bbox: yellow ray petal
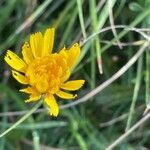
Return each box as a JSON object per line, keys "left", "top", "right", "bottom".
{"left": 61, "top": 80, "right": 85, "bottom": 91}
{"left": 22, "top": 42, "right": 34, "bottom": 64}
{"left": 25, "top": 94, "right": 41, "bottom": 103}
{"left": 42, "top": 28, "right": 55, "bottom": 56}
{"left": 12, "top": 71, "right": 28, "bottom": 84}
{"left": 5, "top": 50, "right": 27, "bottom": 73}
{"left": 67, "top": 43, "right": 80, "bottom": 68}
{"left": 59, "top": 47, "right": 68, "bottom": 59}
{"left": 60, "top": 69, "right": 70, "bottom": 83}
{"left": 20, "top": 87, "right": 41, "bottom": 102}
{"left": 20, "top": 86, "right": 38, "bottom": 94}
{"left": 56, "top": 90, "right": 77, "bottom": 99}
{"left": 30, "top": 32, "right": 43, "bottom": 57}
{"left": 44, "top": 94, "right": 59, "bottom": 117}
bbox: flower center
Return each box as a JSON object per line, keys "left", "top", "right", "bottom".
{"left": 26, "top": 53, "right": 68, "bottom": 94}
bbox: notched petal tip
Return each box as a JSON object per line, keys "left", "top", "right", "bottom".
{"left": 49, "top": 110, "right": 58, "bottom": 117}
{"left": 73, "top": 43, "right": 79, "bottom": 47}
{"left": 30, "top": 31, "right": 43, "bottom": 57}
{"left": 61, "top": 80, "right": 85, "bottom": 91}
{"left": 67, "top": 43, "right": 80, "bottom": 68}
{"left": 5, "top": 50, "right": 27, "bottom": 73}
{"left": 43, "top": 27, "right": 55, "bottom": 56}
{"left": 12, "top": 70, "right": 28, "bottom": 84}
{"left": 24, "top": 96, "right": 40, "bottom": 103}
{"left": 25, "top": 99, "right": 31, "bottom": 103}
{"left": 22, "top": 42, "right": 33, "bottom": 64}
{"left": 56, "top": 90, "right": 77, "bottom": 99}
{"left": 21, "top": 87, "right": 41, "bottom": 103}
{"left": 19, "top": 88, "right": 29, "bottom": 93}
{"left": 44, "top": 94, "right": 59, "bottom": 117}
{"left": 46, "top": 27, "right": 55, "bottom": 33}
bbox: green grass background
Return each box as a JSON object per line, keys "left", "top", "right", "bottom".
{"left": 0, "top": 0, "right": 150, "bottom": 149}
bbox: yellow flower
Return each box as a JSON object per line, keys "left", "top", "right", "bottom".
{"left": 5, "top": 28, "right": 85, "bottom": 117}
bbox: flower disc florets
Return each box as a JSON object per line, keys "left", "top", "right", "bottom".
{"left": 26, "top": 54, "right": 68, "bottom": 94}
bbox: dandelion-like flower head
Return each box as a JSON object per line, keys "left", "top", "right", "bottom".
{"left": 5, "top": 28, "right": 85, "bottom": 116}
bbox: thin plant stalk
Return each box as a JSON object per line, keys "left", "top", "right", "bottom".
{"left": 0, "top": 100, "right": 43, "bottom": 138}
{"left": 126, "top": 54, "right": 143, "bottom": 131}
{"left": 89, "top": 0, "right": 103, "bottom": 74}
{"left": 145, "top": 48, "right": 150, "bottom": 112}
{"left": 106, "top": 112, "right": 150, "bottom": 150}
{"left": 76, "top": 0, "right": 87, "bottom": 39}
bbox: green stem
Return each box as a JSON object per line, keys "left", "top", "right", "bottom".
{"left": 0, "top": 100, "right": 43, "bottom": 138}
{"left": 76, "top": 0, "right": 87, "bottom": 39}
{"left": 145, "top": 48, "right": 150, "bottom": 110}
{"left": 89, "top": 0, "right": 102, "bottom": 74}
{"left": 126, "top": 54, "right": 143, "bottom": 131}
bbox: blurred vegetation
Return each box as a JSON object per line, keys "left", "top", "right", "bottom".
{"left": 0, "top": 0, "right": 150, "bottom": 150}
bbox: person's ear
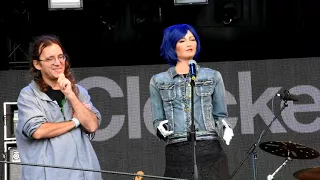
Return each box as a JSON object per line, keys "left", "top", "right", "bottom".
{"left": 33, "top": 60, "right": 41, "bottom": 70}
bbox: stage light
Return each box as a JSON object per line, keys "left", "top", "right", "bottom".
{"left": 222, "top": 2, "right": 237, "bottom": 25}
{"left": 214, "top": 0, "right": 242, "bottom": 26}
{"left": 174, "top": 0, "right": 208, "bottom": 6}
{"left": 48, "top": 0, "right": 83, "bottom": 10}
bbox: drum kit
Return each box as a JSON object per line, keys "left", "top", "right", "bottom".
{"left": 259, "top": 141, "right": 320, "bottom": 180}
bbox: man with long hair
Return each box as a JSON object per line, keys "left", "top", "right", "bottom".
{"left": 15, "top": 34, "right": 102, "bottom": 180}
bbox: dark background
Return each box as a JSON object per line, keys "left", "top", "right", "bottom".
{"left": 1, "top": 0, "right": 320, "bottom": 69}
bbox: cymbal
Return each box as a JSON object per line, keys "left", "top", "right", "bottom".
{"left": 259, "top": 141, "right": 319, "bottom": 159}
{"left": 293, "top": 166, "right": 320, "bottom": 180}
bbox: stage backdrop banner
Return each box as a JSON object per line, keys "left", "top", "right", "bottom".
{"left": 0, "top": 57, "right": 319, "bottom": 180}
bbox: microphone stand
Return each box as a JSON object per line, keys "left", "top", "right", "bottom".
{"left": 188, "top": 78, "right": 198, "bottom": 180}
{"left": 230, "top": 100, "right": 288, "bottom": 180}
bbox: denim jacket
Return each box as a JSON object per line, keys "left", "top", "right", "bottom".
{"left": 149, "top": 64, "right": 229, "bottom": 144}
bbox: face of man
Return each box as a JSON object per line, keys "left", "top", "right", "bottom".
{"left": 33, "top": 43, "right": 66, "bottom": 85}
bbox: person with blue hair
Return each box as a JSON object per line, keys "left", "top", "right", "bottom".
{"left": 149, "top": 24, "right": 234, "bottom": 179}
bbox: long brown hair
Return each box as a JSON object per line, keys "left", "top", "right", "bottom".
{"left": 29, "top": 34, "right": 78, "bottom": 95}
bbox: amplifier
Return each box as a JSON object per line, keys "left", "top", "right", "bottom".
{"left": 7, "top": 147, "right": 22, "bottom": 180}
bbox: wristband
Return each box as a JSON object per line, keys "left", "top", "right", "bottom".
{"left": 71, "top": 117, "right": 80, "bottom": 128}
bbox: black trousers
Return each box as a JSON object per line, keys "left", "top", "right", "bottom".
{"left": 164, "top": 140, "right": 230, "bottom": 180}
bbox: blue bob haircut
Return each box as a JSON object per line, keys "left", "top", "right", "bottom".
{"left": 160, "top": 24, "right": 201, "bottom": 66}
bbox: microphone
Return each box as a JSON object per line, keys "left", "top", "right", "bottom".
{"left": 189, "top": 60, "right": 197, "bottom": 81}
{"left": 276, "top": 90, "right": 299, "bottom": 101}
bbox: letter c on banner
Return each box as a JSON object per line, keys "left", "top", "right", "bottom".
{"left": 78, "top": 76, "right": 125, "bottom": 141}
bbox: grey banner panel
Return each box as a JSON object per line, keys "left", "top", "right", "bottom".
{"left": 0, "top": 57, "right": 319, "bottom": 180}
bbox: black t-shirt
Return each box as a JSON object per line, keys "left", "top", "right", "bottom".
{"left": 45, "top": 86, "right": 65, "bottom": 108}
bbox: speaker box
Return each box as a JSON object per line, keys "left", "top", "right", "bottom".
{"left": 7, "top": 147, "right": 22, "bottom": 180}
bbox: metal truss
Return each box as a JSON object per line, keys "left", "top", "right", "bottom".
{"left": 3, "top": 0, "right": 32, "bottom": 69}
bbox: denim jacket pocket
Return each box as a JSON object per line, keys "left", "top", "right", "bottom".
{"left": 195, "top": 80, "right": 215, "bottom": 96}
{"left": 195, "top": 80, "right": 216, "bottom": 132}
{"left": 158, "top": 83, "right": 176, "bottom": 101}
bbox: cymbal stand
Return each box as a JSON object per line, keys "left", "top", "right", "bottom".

#####

== Your assignment ==
Once the lines holding the word "black" in the material above are counted, report that number by itself.

== Solved problem ==
2